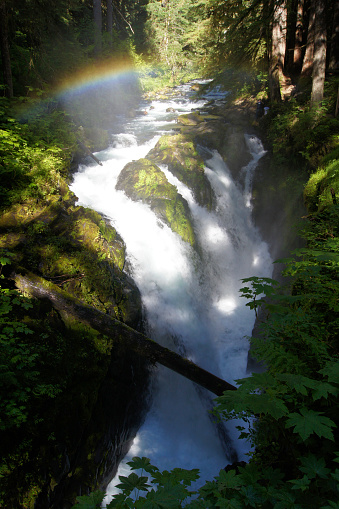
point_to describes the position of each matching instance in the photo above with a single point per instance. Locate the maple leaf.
(307, 422)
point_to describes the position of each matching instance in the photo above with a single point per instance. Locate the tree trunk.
(97, 15)
(110, 21)
(39, 288)
(334, 42)
(276, 65)
(298, 43)
(319, 60)
(309, 52)
(5, 54)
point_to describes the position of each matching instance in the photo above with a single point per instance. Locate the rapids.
(191, 302)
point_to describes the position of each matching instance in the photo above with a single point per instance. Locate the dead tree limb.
(41, 289)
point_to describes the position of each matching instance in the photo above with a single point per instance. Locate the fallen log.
(39, 288)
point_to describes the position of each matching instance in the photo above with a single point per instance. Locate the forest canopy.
(283, 52)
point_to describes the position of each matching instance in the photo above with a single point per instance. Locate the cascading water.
(191, 301)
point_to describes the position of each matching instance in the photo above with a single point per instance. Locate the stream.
(191, 302)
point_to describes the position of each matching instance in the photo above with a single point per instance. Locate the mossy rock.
(190, 119)
(179, 153)
(143, 181)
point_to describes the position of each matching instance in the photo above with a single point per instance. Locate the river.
(191, 302)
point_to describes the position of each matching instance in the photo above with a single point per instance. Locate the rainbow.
(90, 77)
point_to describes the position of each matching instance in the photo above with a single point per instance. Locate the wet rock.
(143, 180)
(179, 153)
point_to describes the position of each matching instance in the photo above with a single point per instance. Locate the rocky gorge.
(102, 387)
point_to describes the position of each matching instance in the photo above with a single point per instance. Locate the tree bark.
(309, 52)
(319, 60)
(278, 49)
(110, 21)
(41, 289)
(5, 53)
(334, 42)
(97, 15)
(298, 52)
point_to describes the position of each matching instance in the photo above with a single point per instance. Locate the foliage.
(33, 155)
(175, 33)
(298, 132)
(290, 412)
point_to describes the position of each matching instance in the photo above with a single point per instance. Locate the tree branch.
(39, 288)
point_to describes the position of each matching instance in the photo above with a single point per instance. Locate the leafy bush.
(291, 410)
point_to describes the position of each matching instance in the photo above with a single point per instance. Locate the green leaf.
(142, 463)
(232, 503)
(133, 481)
(314, 466)
(92, 501)
(331, 370)
(229, 480)
(308, 422)
(300, 484)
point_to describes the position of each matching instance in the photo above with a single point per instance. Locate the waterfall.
(191, 301)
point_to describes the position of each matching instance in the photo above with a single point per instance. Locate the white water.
(192, 303)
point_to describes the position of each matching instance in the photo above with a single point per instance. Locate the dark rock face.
(76, 439)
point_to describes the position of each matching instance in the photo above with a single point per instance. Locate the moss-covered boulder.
(143, 181)
(179, 153)
(76, 386)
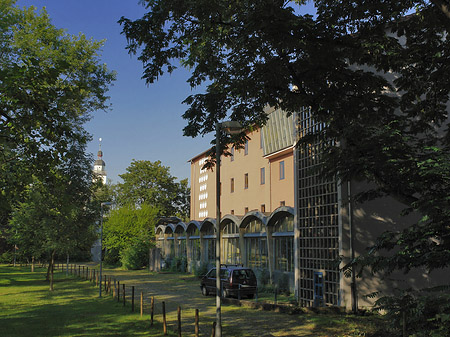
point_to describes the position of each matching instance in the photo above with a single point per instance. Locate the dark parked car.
(236, 281)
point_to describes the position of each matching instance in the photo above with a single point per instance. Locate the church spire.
(99, 165)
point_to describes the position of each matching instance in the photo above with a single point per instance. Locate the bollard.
(152, 306)
(123, 291)
(213, 332)
(197, 328)
(164, 318)
(276, 293)
(132, 298)
(179, 321)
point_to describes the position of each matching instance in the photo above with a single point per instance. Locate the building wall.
(259, 196)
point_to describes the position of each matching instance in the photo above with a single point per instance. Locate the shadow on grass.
(72, 309)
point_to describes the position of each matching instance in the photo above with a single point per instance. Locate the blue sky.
(145, 122)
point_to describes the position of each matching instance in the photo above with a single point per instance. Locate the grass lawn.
(28, 308)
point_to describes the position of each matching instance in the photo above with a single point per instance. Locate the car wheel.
(224, 293)
(204, 291)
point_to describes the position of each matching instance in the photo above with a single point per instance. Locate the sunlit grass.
(28, 308)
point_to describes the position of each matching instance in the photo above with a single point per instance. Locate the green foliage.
(136, 255)
(201, 269)
(127, 223)
(50, 83)
(178, 264)
(421, 314)
(376, 80)
(7, 257)
(112, 257)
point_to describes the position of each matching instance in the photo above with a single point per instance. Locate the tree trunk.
(47, 277)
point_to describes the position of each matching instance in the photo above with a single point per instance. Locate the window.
(281, 170)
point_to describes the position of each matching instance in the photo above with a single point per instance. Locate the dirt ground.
(183, 290)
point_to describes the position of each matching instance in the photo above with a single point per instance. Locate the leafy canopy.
(151, 183)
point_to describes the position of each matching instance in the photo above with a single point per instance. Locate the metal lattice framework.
(318, 223)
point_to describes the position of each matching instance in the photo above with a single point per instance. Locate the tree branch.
(443, 6)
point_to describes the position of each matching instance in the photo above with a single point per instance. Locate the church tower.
(99, 165)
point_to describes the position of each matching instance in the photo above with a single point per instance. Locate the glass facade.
(255, 239)
(283, 240)
(231, 252)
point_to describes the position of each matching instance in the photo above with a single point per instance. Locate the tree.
(151, 183)
(127, 226)
(50, 82)
(58, 214)
(374, 73)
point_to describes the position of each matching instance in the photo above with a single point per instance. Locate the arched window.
(194, 243)
(256, 244)
(283, 239)
(231, 253)
(209, 240)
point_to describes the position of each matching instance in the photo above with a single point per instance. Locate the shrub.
(200, 270)
(6, 257)
(179, 264)
(423, 313)
(136, 255)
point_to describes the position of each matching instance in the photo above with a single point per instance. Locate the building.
(258, 177)
(99, 173)
(300, 230)
(99, 166)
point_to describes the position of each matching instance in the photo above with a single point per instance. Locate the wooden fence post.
(164, 318)
(213, 332)
(132, 298)
(142, 303)
(196, 323)
(123, 290)
(179, 321)
(152, 306)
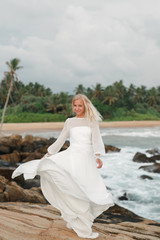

> [Task description]: Set down the data again, exactly, without images.

> [Exercise output]:
point_to describes the position of each matching instance in the photo above with a single point per instance. Locate the maple leaf.
(307, 422)
point_to describes the position of each matching instance in the photo above with a single point per instance. Locate the tree trunk.
(97, 15)
(110, 21)
(39, 288)
(334, 42)
(276, 65)
(298, 43)
(319, 60)
(309, 52)
(5, 54)
point_to describes the position of each matching instance in the photo above with a single point per instance. Locate the rapids.
(191, 302)
point_to describes the position of each matching instance in the photo above with a single point per instance. Locate the dead tree limb.
(41, 289)
point_to describes the position of each matching instance in the photo above with a single point per instance. Locate the fallen log.
(39, 288)
point_to describes the position of each matching instance in the photo above with a single point per instance. Locate the forest canopy.
(283, 52)
point_to describes the position of each matching instance in the photo above with a single point per instance. Locate the cascading water.
(191, 301)
point_to describes the position of each matching instance in the photo above with a single point per instance. Locate the stream.
(191, 302)
point_to describes the position of each matching instance in the photo above with a single point per instance. Locate the mossy rock.
(190, 119)
(179, 153)
(143, 181)
point_to describes the position of each matching instance in the photo above with a single point per instance. Locate the river.
(191, 302)
point_to describes the position of each matching instance in the photo above with a single point per instance. Locate the rainbow.
(90, 77)
point_to describes the position of each matching instance in the photo above with a single point per instance. Locate the wet rock.
(143, 180)
(179, 153)
point_to describes the position of each matching instance in the photo above with a single point per instance. Locate the rocky gorge.
(102, 387)
point_to describes the position of each matching instance in the photo above with a single point per instance. Locate the tree bark.
(309, 52)
(319, 60)
(278, 49)
(110, 21)
(41, 289)
(5, 53)
(334, 42)
(97, 15)
(298, 52)
point_to describes the position of each matching instance in the photo above with a single point per instance. Locate the foliage.
(33, 155)
(175, 33)
(298, 132)
(290, 412)
point_to describes the position of each matching instance in the photo above with a single point per instance. Locate the tree branch.
(39, 288)
point_to describes the position of each matching instance in the photo above with a single point per instance. Locate the leafy bush.
(291, 410)
point_to describes the position of each matching instance in the photo above with a single point per instance. Locate the green leaf.
(142, 463)
(232, 503)
(133, 481)
(314, 466)
(92, 501)
(331, 370)
(229, 480)
(308, 422)
(300, 484)
point_to describes the position of each matching instance in the photo above with a single point per instance. Locate the waterfall.
(191, 301)
point_to describes the position of each matching instance in the photo above with a single point per instance. Locate the white water.
(192, 303)
point_to describes the position of each matching instance in the photo above with a single point per instance. Locate the dark rock face.
(76, 439)
point_to describes the position of each matching instance in the photo above with a single point per instance. Locate the moss-covered boulder.
(143, 181)
(179, 153)
(76, 386)
point_to describes the position of each matching instance in the photo above with a single point per instance. Locate the dark parked car.
(236, 281)
point_to describes the position of each matching instance in the photo above with a single point per instance. Locate the church spire.
(99, 165)
point_to describes the position of each matching instance in the photo above with a single point per instance. Locate the bollard.
(152, 306)
(123, 291)
(213, 332)
(197, 328)
(164, 318)
(276, 293)
(132, 298)
(179, 321)
point_to describes the position of each matching instance in the photo above with a single point per instance. Locate the building wall.
(259, 196)
point_to describes the position of each matching instance in the photo above with a single point per instance. Locate the shadow on grass.
(72, 309)
point_to describes the position of each matching instance in the photo above with a single point per instance. Locate the blue sky.
(145, 122)
point_to describes the position of each matching instance in the photo above with a single point per instance. Locate the grass lawn.
(28, 308)
point_to describes the position of each matching instance in the photo above with a single point per instance. Locate the car wheel.
(224, 293)
(204, 291)
point_to describes the position of each matching instance in the photo above with a single point per instance. Locate the sunlit grass.
(28, 308)
point_to describes the position of each matching instance in the photo above with a single point per instance. Locate the green foliage.
(136, 255)
(201, 269)
(127, 223)
(50, 83)
(178, 264)
(421, 314)
(376, 80)
(7, 257)
(112, 257)
point_to describes the position of each matching instance in the photo above with a single point per instance. Locate the tree trunk.
(47, 277)
point_to describes the position of each matching instance in the photo above with a single point per instance. Locate the window.
(281, 170)
point_to describes the position of each matching instance in the photo above with a single point per instance. Locate the dirt ground.
(183, 290)
point_to describes the position of each matching instance in the photo above with a single point per instance. Locate the leafy canopy.
(151, 183)
point_to describes the position of each matching instance in the photo above with a single point per instance. Locate the metal lattice framework.
(318, 223)
point_to describes the position of each matching instance in the photo above with a single point per instance. Locate the tree branch.
(443, 6)
point_to describes the position of each matching instance in the photo above with a single point per instance. Locate the church tower.
(99, 165)
point_to describes the position of each matching instance in the photo above with a single point per instance. Locate the glass facade.
(255, 239)
(283, 240)
(231, 252)
point_to describes the position of each matching instance in the photo above with a single point per instance. Locate the tree.
(151, 183)
(127, 226)
(50, 82)
(58, 214)
(374, 73)
point_to describes the position of each matching instance in the photo above with a single point per instance. Locate the arched window.
(194, 243)
(256, 244)
(283, 239)
(231, 253)
(209, 240)
point_to describes the position of each matching instance in the photo above with a single point per instance. Locate the shrub.
(200, 270)
(6, 257)
(179, 264)
(423, 313)
(136, 255)
point_to describes the position of each matching instance in the photo above with a single point per instance. Locate the building.
(258, 177)
(99, 173)
(300, 230)
(99, 166)
point_to describes the position of each matching instance in the photo above with a single point per instance. Locate the wooden fence post.
(164, 318)
(213, 332)
(132, 298)
(142, 303)
(196, 323)
(123, 290)
(179, 321)
(152, 306)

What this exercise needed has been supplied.